Directions for this task ▸ Extract the full contract excerpt on instruments of transfer and governmental proceedings that appears below, reproducing every word of it without change.

7.3 INSTRUMENTS OF TRANSFER. The Selling Stockholders shall have
delivered to Harrier instruments
<PAGE>
of transfer for the COPE Shares in form and substance reasonably satisfactory
to Harrier and its counsel as shall be necessary to effectively transfer all
of the Selling Stockholders' right, title and interest in the COPE Shares to
Harrier.
7.4 NO GOVERNMENTAL OR OTHER PROCEEDING OR LITIGATION. No order
of any court or administrative agency shall be in effect which restrains or
prohibits the transactions contemplated hereby, and no suit, action,
investigation, inquiry or proceeding by any governmental body or other person
or legal or administrative proceeding shall have been instituted or
threatened which questions the validity or legality of the transactions
contemplated hereby.

Given information ▸
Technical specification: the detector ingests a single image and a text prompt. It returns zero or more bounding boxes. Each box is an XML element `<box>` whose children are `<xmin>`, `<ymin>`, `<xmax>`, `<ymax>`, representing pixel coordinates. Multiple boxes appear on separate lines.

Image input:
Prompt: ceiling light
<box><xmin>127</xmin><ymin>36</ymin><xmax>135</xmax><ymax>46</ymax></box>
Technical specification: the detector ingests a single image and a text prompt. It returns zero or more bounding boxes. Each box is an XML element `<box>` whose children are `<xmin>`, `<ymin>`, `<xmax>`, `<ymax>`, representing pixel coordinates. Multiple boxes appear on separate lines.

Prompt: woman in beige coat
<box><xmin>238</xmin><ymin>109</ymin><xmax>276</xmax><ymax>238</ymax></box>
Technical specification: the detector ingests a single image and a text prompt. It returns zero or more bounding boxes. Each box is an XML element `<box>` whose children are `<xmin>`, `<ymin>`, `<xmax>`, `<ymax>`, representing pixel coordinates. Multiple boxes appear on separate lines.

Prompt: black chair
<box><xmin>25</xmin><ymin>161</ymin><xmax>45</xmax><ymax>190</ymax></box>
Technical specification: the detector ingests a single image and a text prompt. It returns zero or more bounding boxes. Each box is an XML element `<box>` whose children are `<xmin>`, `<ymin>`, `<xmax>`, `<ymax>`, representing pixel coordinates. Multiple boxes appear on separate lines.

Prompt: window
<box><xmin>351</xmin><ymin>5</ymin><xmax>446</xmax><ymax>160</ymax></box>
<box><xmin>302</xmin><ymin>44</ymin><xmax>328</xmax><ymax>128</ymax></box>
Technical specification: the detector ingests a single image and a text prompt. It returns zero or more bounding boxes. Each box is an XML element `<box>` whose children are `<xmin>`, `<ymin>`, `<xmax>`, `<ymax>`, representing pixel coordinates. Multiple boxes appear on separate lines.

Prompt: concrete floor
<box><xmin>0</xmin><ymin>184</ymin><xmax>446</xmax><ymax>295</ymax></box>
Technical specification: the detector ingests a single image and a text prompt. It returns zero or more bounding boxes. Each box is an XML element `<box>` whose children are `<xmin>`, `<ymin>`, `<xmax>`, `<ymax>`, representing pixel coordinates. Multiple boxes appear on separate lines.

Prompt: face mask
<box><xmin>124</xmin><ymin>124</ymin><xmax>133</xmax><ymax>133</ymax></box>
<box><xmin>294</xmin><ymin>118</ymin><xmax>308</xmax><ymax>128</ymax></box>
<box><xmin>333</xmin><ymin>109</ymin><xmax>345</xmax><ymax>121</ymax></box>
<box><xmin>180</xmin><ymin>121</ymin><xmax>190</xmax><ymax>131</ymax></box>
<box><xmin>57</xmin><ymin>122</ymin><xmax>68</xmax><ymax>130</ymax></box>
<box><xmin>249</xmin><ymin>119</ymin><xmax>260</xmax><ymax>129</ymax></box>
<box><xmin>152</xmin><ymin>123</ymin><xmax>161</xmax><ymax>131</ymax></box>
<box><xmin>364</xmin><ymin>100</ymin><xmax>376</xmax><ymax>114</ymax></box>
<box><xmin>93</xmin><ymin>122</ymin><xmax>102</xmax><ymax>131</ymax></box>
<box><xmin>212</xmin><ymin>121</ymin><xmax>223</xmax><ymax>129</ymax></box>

Output of the task ▸
7.3 INSTRUMENTS OF TRANSFER. The Selling Stockholders shall have
delivered to Harrier instruments
<PAGE>
of transfer for the COPE Shares in form and substance reasonably satisfactory
to Harrier and its counsel as shall be necessary to effectively transfer all
of the Selling Stockholders' right, title and interest in the COPE Shares to
Harrier.
7.4 NO GOVERNMENTAL OR OTHER PROCEEDING OR LITIGATION. No order
of any court or administrative agency shall be in effect which restrains or
prohibits the transactions contemplated hereby, and no suit, action,
investigation, inquiry or proceeding by any governmental body or other person
or legal or administrative proceeding shall have been instituted or
threatened which questions the validity or legality of the transactions
contemplated hereby.